◆ Dataset excerpts on object pointing
■ ■ ■ ■ ■

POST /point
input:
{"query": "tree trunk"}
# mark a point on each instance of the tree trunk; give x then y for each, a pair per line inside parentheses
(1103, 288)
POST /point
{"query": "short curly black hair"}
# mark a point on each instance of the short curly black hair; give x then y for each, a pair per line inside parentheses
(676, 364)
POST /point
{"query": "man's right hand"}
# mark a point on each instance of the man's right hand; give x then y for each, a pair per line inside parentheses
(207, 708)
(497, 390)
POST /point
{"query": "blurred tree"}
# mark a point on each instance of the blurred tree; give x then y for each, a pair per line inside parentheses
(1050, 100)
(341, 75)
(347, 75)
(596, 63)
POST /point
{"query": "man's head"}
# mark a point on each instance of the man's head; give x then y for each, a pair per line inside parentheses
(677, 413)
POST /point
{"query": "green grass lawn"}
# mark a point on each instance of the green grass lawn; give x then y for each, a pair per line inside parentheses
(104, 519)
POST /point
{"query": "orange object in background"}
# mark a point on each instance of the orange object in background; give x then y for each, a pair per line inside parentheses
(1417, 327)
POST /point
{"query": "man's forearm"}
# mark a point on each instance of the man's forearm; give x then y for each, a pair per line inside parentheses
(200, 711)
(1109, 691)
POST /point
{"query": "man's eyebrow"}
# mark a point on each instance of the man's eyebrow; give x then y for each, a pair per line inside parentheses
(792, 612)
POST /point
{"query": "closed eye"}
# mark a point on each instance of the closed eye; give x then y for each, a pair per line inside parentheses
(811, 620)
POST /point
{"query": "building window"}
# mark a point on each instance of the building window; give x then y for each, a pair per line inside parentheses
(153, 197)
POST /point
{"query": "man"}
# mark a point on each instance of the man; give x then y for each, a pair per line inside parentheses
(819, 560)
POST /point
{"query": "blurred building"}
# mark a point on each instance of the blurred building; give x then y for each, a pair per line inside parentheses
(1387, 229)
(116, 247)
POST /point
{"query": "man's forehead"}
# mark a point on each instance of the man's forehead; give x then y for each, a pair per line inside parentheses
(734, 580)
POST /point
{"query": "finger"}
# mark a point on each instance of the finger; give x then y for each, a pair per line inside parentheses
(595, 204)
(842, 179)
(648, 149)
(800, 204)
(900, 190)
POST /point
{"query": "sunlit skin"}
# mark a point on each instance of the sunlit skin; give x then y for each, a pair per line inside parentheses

■ ■ ■ ■ ■

◆ EXERCISE
Return every record above exactly as it appears.

◆ ANSWER FOR THE TASK
POST /point
input:
{"query": "tree trunk"}
# mark a point on each instance of the tree trunk; give x then y for each, a pair per line inside parentheses
(1103, 288)
POST /point
{"query": "short curly black hair"}
# mark a point on each instance of the short curly black hair; give x then y for each, a pair per line inside parentheses
(676, 364)
POST /point
{"query": "man's right hand"}
# mark a point on each instance of the man's right hand; give x then y for each, a pair per line inside parentheses
(207, 708)
(497, 390)
POST /point
{"query": "blurred tree"}
# mark a point on each instance of the blurred tree; give x then y for each, a pair per line inside parentheses
(1050, 100)
(341, 75)
(347, 75)
(596, 63)
POST /point
{"query": "man's head"}
# mark a point on each instance of the man's head; give x then y for each, a pair per line inside parentheses
(677, 413)
POST /point
{"query": "green grass lawn"}
# mark a point on each instance of the green grass lawn; give x then y for each, a pair per line inside parentheses
(104, 519)
POST /point
{"query": "orange object in background"}
# mark a point on each instance of the orange object in background; give x then y for each, a pair per line inside parentheses
(1417, 327)
POST /point
{"query": "man's forearm"}
# mark a point on each instance of the man's forearm; give x then y for each, a pair per line inside parentheses
(200, 711)
(1109, 691)
POST /point
{"query": "man's eyebrow"}
# mark a point on each instance of the man's eyebrow; give x then y for each, a pair per line inside parentheses
(792, 612)
POST /point
{"query": "closed eye"}
# mark a point on each instance of the closed eye; give x then y for each, a pair per line inside parentheses
(811, 620)
POST /point
{"query": "building window"}
# mark a point on each instance of the building window; give x then y for each, a pair per line inside parentheses
(153, 197)
POST /point
{"query": "man"}
# mark a point on each instance of the man; give x then y for each, a pair per line inside parentheses
(819, 560)
POST /point
{"query": "blurred building"}
# mark a point on each instance of the blurred building; give x then y for each, a pair per line inside parentheses
(1387, 229)
(116, 247)
POST /point
{"query": "man's forehead"}
# mark a point on each instance of the man's forehead; give x then y for each, a pair per line inside parentheses
(734, 580)
POST /point
{"query": "finger"}
# mark a point on each instance of the finger; give x then y for each, a pair per line inside parentheses
(595, 204)
(842, 179)
(648, 149)
(800, 204)
(900, 190)
POST /point
{"query": "sunlit skin"}
# mark a point on each instance of the sunlit skin; give x then y for each, a pair per line inside parentheses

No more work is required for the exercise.